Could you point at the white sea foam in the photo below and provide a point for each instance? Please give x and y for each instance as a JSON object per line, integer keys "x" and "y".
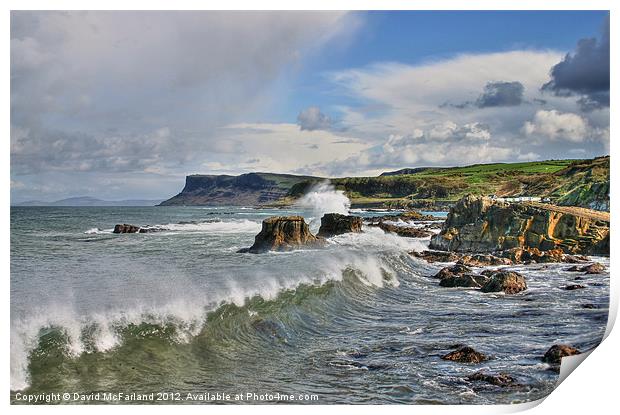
{"x": 324, "y": 198}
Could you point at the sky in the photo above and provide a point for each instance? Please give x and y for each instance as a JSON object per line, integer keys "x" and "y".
{"x": 124, "y": 105}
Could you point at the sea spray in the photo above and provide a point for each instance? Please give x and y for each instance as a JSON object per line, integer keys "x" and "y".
{"x": 324, "y": 198}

SHORT PROBLEM —
Without the pictures, reproduce every line of the records above exactly.

SOLUTION TO THE EXERCISE —
Could you point at the white sea foam in the photo below and provide a point for each instance? Please give x and y for each instance as a JSON object per line, integer keys "x" and "y".
{"x": 324, "y": 198}
Could you point at the sky in the photo above and provide a point for each instance? Please give x and y for each instance as a JSON object per line, integer keys "x" and "y".
{"x": 124, "y": 105}
Could you point at the sea spray in the photo above and provide a point for each instance? Please give x and y for each instance as a JSON object per line, integer keys "x" and "y".
{"x": 324, "y": 198}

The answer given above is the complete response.